• OBJECTIVES
**1)** In the passage on Joel and Peter, what does "all flesh" mean for Joel?
**2)** From the passage on Joel and Peter, extract word for word the stretch that starts at the words "Then, what does" and stops after the words "18 clearly show.".

• SELECTED EXTRACT

________________________________________

But the Lord had yet pity on His people and took away the locust and gave all the necessary rain (2: 18 - 27); He proved once again "You shall know that I am in the midst of Israel and that I, the Lord, am your Lord, and there is none else" (2: 27 RSV). This period of great trouble was not yet the Day of the Lord.

As a matter of fact, the Day will not come, says the Lord, until He has poured out His Spirit on "all people". First the outpouring of His Spirit, then the Day of the Lord. Now please note that the outpouring of His Spirit is to be on "all flesh" (RSV); but this "all flesh" means all Israel, vs. 28: your sons, your daughters, your old men, your young men, your menservants, your maidservants, all Israel, all ages, both sexes, and every social standing. There is no sign that Joel ever thought for one moment of an outpouring of God's Spirit on people of all races and nations, on masses of converted heathens. "All flesh" here means for Joel "all Israel".

"All flesh" by Peter

Then, what does Peter mean when he speaks of the outpouring of God's Spirit upon all flesh, Acts 2: 17? Peter also thinks practically only of Israel: vs. 22 "Men of Israel", vs. 29 "Brothers", vs. 36 "all Israel", and finally vs. 38, 39 "Repent, and be baptized every one of you (= Israel), in the name of Jesus Christ for the forgiveness of your sins; and you shall receive the Holy Spirit. For the promise (of the Holy Spirit in Joel) is to you and to your children (= all Israel gathered from over the whole world, Acts 2: 5 I 1), and to all that are far off, everyone whom the Lord our God calls to Him." Only here at the very end, is the door left open for non-Jews. Yet Peter himself did not even understand this, nor did the other apostles, as Acts 10, 11: 1 - 18 clearly show.

________________________________________

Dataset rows
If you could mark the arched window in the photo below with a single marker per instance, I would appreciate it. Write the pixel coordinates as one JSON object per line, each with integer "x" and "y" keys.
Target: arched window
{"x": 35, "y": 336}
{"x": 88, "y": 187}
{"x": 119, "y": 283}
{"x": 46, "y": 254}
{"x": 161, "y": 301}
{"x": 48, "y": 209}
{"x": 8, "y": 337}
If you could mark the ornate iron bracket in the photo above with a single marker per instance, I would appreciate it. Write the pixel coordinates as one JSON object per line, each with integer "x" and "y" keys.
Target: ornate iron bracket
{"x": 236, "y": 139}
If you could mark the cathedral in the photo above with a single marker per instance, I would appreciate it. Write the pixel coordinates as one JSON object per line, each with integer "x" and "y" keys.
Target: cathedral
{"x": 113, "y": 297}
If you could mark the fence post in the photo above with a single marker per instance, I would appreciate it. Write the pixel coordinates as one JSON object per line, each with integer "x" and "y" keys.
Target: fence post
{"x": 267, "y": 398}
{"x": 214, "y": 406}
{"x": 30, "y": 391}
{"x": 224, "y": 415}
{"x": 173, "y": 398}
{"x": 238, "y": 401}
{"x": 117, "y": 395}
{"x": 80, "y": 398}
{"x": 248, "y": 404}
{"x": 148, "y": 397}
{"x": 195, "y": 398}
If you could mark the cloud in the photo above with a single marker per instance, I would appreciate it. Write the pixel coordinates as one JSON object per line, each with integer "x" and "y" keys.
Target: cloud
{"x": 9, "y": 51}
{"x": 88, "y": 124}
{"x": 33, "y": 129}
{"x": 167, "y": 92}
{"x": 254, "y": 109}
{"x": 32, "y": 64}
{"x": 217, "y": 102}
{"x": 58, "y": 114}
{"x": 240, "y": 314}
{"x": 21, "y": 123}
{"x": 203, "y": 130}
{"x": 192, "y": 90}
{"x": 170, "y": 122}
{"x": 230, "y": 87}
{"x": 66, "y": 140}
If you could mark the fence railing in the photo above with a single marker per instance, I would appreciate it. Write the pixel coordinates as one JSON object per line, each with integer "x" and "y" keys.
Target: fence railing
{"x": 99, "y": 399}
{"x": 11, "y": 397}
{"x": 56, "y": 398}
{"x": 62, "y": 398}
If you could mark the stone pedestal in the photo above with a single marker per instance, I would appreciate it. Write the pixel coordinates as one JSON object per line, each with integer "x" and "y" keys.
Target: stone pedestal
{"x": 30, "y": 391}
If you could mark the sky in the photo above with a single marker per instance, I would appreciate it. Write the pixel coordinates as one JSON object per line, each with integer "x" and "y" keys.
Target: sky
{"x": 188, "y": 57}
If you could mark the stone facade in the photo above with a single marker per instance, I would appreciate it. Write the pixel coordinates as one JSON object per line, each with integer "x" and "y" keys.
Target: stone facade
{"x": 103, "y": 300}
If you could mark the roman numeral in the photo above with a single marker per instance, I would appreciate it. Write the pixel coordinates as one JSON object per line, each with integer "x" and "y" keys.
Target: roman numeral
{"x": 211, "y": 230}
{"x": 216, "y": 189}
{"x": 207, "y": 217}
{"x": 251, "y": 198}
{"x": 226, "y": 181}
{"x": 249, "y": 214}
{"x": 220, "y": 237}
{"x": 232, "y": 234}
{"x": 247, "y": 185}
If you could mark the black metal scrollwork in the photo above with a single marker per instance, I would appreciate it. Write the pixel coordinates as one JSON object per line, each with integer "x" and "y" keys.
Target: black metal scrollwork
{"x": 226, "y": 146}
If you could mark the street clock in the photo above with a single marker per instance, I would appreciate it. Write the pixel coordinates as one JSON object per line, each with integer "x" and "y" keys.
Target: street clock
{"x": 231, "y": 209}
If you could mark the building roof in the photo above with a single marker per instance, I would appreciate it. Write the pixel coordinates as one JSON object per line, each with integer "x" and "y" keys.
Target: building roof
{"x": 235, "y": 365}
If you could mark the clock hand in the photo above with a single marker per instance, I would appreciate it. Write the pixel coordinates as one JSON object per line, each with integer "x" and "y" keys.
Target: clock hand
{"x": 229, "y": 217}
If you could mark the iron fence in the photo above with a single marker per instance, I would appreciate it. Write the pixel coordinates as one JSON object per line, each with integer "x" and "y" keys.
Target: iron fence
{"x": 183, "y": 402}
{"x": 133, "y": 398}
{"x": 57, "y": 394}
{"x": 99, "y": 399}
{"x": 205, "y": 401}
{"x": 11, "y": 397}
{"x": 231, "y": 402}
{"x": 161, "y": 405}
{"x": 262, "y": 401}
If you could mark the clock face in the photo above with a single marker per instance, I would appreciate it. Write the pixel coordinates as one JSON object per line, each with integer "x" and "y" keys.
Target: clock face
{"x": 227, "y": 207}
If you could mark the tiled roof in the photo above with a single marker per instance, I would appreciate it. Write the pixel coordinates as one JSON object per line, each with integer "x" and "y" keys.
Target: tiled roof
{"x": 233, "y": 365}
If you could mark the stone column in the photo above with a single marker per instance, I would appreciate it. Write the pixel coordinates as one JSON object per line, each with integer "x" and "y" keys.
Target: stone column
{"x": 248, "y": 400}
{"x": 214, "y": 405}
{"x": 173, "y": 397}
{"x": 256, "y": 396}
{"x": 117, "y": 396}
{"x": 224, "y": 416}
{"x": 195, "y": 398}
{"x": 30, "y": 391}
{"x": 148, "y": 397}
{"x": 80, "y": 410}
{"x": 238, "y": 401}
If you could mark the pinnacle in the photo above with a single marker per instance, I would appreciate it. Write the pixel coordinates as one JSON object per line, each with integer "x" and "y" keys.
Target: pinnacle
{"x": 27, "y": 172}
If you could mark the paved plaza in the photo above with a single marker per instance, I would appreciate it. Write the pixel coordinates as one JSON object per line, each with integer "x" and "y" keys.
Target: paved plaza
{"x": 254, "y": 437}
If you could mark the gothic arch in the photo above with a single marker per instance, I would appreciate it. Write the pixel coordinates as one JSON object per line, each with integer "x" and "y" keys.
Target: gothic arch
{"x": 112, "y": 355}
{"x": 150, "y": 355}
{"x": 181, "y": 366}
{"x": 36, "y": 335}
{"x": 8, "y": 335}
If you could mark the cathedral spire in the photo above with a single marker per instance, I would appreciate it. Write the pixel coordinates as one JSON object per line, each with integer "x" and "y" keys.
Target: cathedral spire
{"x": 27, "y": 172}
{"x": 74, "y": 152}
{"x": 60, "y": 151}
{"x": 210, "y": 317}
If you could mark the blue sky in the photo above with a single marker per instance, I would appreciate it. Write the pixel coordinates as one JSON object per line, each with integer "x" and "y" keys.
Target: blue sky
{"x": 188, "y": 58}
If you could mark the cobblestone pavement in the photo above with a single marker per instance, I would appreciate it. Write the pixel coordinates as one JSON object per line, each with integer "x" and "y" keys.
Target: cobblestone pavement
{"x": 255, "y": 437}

________________________________________

• RESULTS FOR EACH TASK
**1)** For Joel, "all flesh" means all Israel.

**2)**
Then, what does Peter mean when he speaks of the outpouring of God's Spirit upon all flesh, Acts 2: 17? Peter also thinks practically only of Israel: vs. 22 "Men of Israel", vs. 29 "Brothers", vs. 36 "all Israel", and finally vs. 38, 39 "Repent, and be baptized every one of you (= Israel), in the name of Jesus Christ for the forgiveness of your sins; and you shall receive the Holy Spirit. For the promise (of the Holy Spirit in Joel) is to you and to your children (= all Israel gathered from over the whole world, Acts 2: 5 I 1), and to all that are far off, everyone whom the Lord our God calls to Him." Only here at the very end, is the door left open for non-Jews. Yet Peter himself did not even understand this, nor did the other apostles, as Acts 10, 11: 1 - 18 clearly show.